◆ What is required
Please reproduce the passage below about Paul's early life word for word, between "his 2 younger" and "to nursery school.", inclusive.

◆ Text to read
2. Paul was brought up in Cambridge but lived a short year of his childhood
in Princeton where his dad taught Physics….at age 5 Paul was left to “babysit”
his 2 younger brothers and decided to walk them several streets from home to a
library. His youngest brother changed his mind midway while crossing a busy
intersection and refused to budge. A friend of the family happened by and
scooped up and saved the 3 young children. Janet, Pauls mother said “Paul was
so mature at that age, he seemed fully capable of caring for his brothers”.
3. Paul teaches himself to read at age three while looking at old 78 RPM
records. His father said he was tired of reading the names to him and Paul
taught himself the names. By age 4, it is said, Paul would read the New York
Times while being driven to nursery school.
4. Paul, age 5, writes a note to his mother one day “ Dear Mom, I have gone
to Clinton’s house, but don’t be surprised if I’m home, because Clinton may not
be home”. She sends it to the New Yorker where he has his first piece of
writing published in the Talk of the Town column under the title “Logician”.
5. According to family legend, by third grade it is discovered that Paul
has an exceptional mind and is given an IQ test, the score is 180. His parents
move him to a private grammar school in Cambridge. He has trouble fitting in at
school no matter where he goes and once admitted that kids called him “spaz”
because his hand would fly up for every question.
Paul around the time his father left the family for Heidi Sitte. He felt the weight of having to be the responsible one now, even though he fought with his mother bitterly on most issues. He told me of her suicide attempt, with pills, after his father left.
6. In sixth grade Paul starts a newspaper, The Sunlight Herald.
7. At 15 he attends his first Science Fiction convention, soon after he
starts a Science Fiction Fanzine called “Within”.
8. Age 16, Paul graduates from Browne and Nichols and decides to go to
Swarthmore College. According to his mother he’d been offered a full
scholarship from Stanford, where his father and grandfather had both graduated,
but he turned
it down… “I didn’t want to be lured into the whole bay area music scene, I
was afraid I wouldn’t be able to concentrate on my school work.”

◆ Records
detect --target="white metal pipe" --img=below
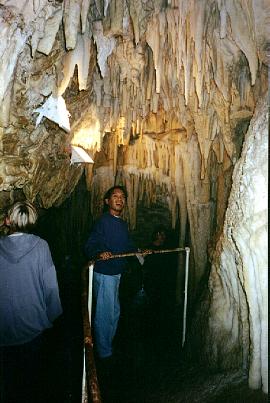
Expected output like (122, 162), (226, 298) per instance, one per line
(182, 247), (190, 347)
(82, 263), (94, 403)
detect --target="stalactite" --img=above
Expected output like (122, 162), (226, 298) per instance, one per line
(63, 0), (82, 50)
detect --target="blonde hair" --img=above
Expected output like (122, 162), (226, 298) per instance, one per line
(8, 201), (38, 232)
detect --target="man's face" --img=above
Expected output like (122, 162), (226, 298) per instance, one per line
(105, 188), (126, 215)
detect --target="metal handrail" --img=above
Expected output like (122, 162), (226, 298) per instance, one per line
(82, 247), (190, 403)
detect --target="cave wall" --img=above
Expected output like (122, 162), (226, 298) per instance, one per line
(0, 0), (270, 387)
(202, 94), (269, 393)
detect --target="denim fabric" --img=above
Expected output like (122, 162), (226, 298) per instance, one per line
(93, 272), (121, 358)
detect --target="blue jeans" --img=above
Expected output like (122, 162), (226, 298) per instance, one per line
(93, 272), (121, 358)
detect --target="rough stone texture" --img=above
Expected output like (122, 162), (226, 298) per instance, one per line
(207, 94), (268, 393)
(0, 0), (270, 392)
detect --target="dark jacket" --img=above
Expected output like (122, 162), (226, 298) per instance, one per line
(0, 234), (62, 346)
(85, 212), (137, 275)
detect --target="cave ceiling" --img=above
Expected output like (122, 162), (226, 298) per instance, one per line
(0, 0), (270, 278)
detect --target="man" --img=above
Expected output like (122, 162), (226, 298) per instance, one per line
(85, 186), (137, 359)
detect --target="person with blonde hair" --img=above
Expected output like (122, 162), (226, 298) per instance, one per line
(0, 201), (62, 403)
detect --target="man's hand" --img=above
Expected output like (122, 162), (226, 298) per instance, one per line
(98, 252), (112, 260)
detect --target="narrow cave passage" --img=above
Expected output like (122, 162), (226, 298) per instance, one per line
(33, 178), (267, 403)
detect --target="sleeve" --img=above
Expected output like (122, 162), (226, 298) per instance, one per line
(84, 221), (107, 259)
(43, 244), (63, 322)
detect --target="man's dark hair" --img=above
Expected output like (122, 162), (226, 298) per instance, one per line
(151, 225), (168, 241)
(103, 185), (128, 211)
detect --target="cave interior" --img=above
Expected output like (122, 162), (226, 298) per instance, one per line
(0, 0), (270, 403)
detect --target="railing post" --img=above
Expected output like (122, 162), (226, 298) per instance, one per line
(182, 247), (190, 347)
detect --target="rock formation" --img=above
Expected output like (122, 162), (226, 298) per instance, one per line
(0, 0), (270, 391)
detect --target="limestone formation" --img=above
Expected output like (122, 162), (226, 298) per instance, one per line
(0, 0), (270, 390)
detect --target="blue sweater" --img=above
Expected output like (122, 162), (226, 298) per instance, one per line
(0, 234), (62, 346)
(85, 212), (137, 275)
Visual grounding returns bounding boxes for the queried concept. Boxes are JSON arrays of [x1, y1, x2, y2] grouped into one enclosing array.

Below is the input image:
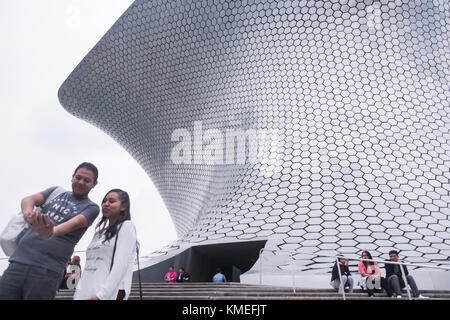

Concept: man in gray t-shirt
[[0, 162, 99, 300]]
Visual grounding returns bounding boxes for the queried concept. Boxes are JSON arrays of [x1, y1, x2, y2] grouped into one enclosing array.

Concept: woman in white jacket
[[74, 189, 137, 300]]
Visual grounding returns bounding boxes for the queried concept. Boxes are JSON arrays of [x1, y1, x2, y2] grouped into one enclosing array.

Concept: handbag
[[109, 224, 142, 300], [0, 187, 66, 256]]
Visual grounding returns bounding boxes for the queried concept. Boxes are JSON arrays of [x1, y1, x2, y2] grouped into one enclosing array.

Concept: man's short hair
[[73, 162, 98, 182], [389, 250, 398, 256]]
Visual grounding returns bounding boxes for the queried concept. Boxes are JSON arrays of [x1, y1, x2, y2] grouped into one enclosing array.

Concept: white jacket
[[74, 220, 137, 300]]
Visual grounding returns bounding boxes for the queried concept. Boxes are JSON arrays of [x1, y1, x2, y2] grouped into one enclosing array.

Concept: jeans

◆ Completed exercise
his 2 younger brothers and decided to walk them several streets from home to a
library. His youngest brother changed his mind midway while crossing a busy
intersection and refused to budge. A friend of the family happened by and
scooped up and saved the 3 young children. Janet, Pauls mother said “Paul was
so mature at that age, he seemed fully capable of caring for his brothers”.
3. Paul teaches himself to read at age three while looking at old 78 RPM
records. His father said he was tired of reading the names to him and Paul
taught himself the names. By age 4, it is said, Paul would read the New York
Times while being driven to nursery school.